REQUEST:
Reproduce every one of the following lines word for word, without any changes.

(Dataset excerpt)
════════════════════

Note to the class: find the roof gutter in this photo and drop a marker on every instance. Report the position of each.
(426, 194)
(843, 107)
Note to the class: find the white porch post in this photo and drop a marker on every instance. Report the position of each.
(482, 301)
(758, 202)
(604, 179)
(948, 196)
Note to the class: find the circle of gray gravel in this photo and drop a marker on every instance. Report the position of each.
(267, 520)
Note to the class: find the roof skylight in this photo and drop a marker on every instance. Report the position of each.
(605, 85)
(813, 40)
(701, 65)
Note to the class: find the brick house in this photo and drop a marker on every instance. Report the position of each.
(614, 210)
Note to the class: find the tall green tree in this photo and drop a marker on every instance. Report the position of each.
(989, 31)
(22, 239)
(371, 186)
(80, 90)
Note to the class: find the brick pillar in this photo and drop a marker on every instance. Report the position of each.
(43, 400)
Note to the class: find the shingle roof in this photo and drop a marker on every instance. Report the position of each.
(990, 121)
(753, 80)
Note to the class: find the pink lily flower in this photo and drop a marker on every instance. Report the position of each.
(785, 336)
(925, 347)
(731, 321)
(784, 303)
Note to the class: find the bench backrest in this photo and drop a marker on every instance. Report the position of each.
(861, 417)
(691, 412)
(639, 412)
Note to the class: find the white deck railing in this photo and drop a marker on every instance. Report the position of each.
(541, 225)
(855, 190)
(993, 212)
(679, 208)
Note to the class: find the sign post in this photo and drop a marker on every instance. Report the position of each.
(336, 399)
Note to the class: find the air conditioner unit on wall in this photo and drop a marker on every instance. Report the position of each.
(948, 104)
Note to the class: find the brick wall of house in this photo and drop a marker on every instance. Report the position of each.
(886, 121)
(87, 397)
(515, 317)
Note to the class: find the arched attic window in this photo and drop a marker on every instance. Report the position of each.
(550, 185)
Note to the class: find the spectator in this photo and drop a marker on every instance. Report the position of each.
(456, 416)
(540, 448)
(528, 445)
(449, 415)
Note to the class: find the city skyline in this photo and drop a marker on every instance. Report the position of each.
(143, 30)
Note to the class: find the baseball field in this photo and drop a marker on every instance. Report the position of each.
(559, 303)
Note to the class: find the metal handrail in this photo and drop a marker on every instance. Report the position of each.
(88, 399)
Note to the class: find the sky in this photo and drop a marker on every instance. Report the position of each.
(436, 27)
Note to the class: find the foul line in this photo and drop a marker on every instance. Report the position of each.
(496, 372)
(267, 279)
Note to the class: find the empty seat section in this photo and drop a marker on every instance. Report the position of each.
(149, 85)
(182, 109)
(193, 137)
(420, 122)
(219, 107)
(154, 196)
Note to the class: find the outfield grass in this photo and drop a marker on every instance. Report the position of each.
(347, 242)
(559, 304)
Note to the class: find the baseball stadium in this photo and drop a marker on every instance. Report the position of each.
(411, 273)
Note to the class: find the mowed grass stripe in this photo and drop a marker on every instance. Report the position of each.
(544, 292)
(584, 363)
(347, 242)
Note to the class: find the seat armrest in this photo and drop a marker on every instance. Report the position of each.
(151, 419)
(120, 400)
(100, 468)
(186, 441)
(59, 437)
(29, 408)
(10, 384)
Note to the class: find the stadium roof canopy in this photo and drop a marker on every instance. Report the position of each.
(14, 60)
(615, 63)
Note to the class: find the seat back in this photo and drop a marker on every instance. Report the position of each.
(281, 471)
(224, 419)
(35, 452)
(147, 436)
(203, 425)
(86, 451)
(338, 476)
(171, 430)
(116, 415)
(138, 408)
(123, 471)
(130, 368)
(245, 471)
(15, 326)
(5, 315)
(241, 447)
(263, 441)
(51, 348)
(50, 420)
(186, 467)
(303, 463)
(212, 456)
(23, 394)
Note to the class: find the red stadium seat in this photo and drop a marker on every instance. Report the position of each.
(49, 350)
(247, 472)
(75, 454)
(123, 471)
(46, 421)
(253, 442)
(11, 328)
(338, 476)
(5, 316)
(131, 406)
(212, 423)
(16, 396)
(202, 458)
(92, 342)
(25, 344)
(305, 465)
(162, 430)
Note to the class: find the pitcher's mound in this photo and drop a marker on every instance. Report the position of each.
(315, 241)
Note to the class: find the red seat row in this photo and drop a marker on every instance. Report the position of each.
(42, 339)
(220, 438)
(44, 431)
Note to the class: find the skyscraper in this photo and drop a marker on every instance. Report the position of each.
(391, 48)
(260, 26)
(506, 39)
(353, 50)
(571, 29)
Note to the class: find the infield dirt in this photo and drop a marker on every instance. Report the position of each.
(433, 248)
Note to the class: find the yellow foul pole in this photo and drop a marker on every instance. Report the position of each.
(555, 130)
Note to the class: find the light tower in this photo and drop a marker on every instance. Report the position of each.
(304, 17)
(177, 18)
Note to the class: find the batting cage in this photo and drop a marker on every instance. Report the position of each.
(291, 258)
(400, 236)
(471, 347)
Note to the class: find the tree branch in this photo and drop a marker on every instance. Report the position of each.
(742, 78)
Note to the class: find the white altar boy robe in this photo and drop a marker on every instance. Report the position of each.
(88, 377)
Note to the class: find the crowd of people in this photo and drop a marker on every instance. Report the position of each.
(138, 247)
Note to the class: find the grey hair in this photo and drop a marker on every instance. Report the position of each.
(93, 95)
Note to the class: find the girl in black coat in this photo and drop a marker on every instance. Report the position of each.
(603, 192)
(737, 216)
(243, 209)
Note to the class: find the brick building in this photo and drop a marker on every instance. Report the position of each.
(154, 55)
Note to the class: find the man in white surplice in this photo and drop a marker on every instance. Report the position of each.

════════════════════

FINISHED TASK:
Note to the class: find the roof gutter in this photo and drop a marker on every instance. Report the position of each.
(426, 194)
(843, 107)
Note to the class: find the white porch post in this photo and drop a marker on every instance. Report the position of each.
(482, 301)
(758, 202)
(604, 179)
(948, 196)
Note to the class: find the circle of gray gravel in this photo and drop a marker on every instance. Report the position of each.
(267, 520)
Note to the class: find the roof skylight in this photo and drop a marker on every instance. Report the position of each.
(605, 85)
(813, 40)
(701, 65)
Note to the class: find the brick house in this photo and drop a marker on every instance. Report the position of each.
(614, 210)
Note to the class: find the tall green tree in this photo and drop a marker on every instance. Report the position of each.
(989, 31)
(22, 239)
(371, 186)
(80, 90)
Note to the class: find the brick pillar in this photo and drop a marker on every instance. Report the position of each.
(43, 400)
Note to the class: find the shingle roof in this photo and drop a marker on every instance. Report the position of each.
(990, 121)
(753, 80)
Note to the class: find the pink lily flower in this photo and drop a marker on every instance. Report the position of each.
(785, 336)
(925, 347)
(731, 321)
(784, 303)
Note to the class: find the bench backrest in this photo and drop a marker on every instance. Report the position of each.
(861, 417)
(691, 412)
(639, 412)
Note to the class: find the white deck railing in this photo and drop a marker on every instance. Report the position of each.
(541, 225)
(855, 190)
(993, 212)
(679, 208)
Note to the class: find the sign post in this photo and drop a marker on every instance. Report the position of each.
(336, 399)
Note to the class: find the air conditioner unit on wall in this photo and drop a marker on every instance. Report the position of each.
(948, 104)
Note to the class: find the brick wall of house in this photo and drop a marker on every instance. Report the position of each.
(886, 121)
(87, 397)
(515, 317)
Note to the class: find the arched attic window in this photo and drop a marker on every instance. Report the position of each.
(550, 185)
Note to the class: find the spectator in this photo and drop a marker on every instance. Report the position of each.
(456, 416)
(540, 448)
(528, 445)
(449, 415)
Note to the class: find the city skyline in this photo and drop a marker on every instance. Report the position of each.
(143, 30)
Note to the class: find the baseball field in this photo and drop a marker on every instance. Report the position of each.
(559, 303)
Note to the class: find the metal handrail in this photo and drop a marker on every instance. Report the position of each.
(88, 399)
Note to the class: find the sky in this photo and drop a marker on every instance. Report the position of each.
(436, 27)
Note to the class: find the foul line in this photo and drop a marker on every instance. Report the position of each.
(496, 372)
(267, 279)
Note to the class: find the empty seat section in this photo and drop a marker on every instance. Report the position of each.
(149, 85)
(182, 109)
(193, 137)
(420, 122)
(219, 107)
(154, 196)
Note to the class: find the outfield grass in this photo and drop a marker on every instance. Report the position of each.
(347, 242)
(559, 304)
Note to the class: find the baseball stadium in this photo and drop a marker on every instance. Report the position of each.
(411, 273)
Note to the class: find the mowed grass stripe in this photo and drop a marker on every instance. Report the position of each.
(544, 292)
(584, 363)
(347, 242)
Note to the class: find the seat armrest in this photo and drop a marker on every instance. Report the position of each.
(151, 419)
(120, 400)
(100, 468)
(186, 441)
(59, 437)
(29, 408)
(10, 384)
Note to the class: find the stadium roof canopy in this photo and drop a marker on every instance. Report the position of each.
(14, 60)
(615, 63)
Note to the class: find the seat back in this photo and drop a marker on every instance. Report the position of each.
(281, 471)
(224, 419)
(35, 452)
(147, 436)
(203, 425)
(86, 451)
(338, 476)
(171, 430)
(116, 415)
(138, 408)
(123, 471)
(130, 368)
(245, 471)
(15, 326)
(5, 315)
(241, 447)
(263, 441)
(51, 348)
(50, 420)
(186, 467)
(303, 463)
(212, 456)
(23, 394)
Note to the class: find the red stadium seat in this photo and drop a marker on every instance. Report the position of each.
(49, 350)
(247, 472)
(75, 454)
(123, 471)
(46, 421)
(253, 442)
(11, 328)
(338, 476)
(5, 316)
(131, 406)
(212, 423)
(16, 396)
(202, 458)
(92, 342)
(25, 344)
(305, 465)
(162, 430)
Note to the class: find the pitcher's mound in this photo and drop a marker on every instance. Report the position of each.
(315, 241)
Note to the class: find the red seat row in this photo and drop a marker on every instance. Report the position of each.
(42, 339)
(220, 438)
(44, 431)
Note to the class: find the skyscraper in this photo and drop a marker on every instance. Report the position of each.
(391, 48)
(260, 26)
(506, 39)
(353, 50)
(571, 29)
Note to the class: find the infield dirt in this photo and drop a marker on every instance. Report the position of each.
(433, 248)
Note to the class: find the yellow foul pole in this photo and drop a marker on every instance. Report the position of each.
(555, 130)
Note to the class: find the light tower in this photo and drop a marker on every instance. Report the position of each.
(304, 17)
(177, 18)
Note to the class: find the batting cage in this photo and drop a marker on every instance. Report the position of each.
(291, 258)
(400, 236)
(471, 347)
Note to the class: find the tree branch in this photo and drop a marker on every instance. Report the position of each.
(742, 78)
Note to the class: find the white altar boy robe in this photo and drop a marker on every instance. Report the position of each.
(88, 377)
Note to the class: find the crowd of people in this photo and drop a marker on every instance. Report the position of each.
(138, 247)
Note to the class: find the grey hair in this photo and drop a marker on every instance. Report the position of each.
(93, 95)
Note to the class: find the girl in black coat in this photo and drop a marker on every instance. Report the position of each.
(603, 192)
(737, 216)
(243, 209)
Note to the class: find the brick building in this photo and drop a marker on every instance. Report the position of each.
(154, 55)
Note to the class: find the man in white surplice in this photo and drop a marker on every instance. Report the position of each.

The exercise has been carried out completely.